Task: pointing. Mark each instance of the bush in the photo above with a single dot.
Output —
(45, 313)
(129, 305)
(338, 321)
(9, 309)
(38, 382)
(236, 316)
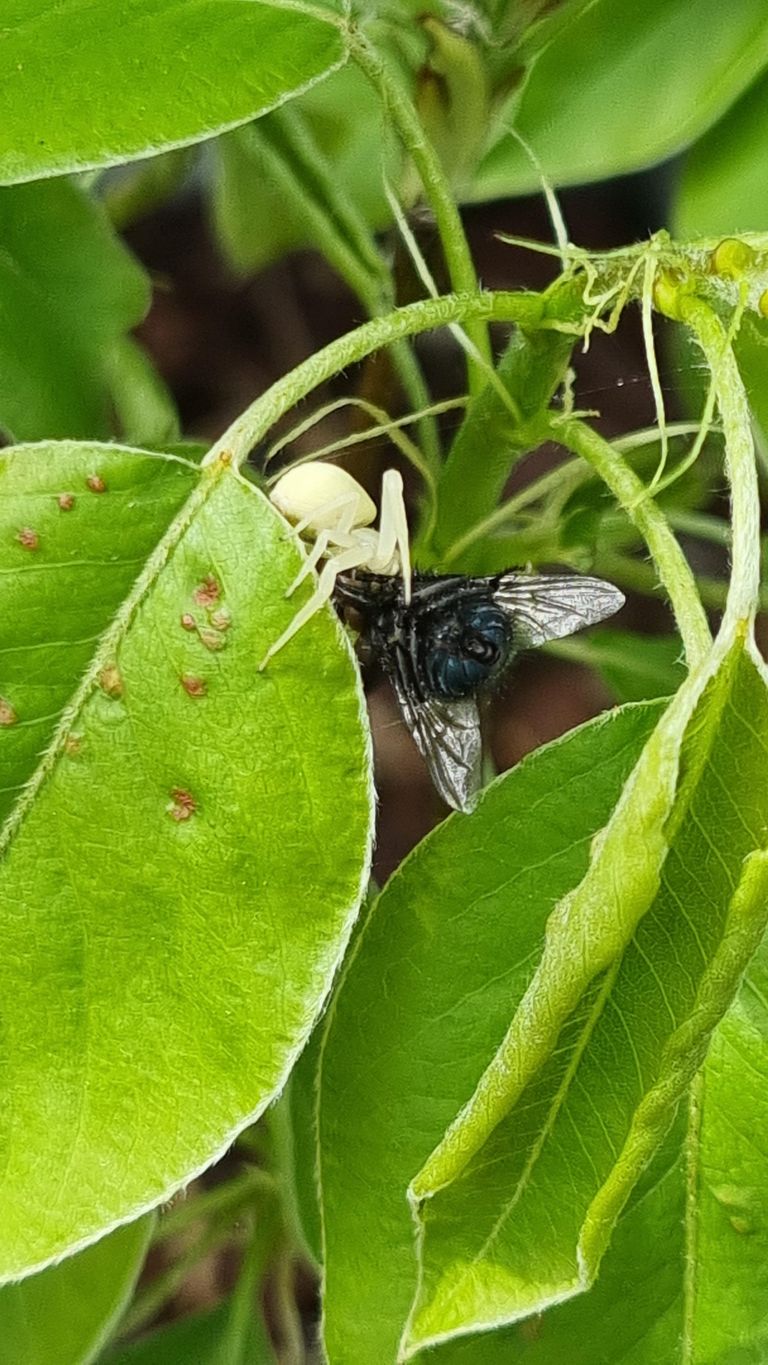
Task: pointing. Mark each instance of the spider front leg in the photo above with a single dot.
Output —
========
__ACTIVITY__.
Lines from the one containing "Task: pointing. Mark each instance of the spider" through the end of the entries above must be copied exactly; include both ends and no other lines.

__EXERCISE OUTPUT__.
Task: pointing. Mark each instance of the spider front leg in the photo above with a single dot.
Output —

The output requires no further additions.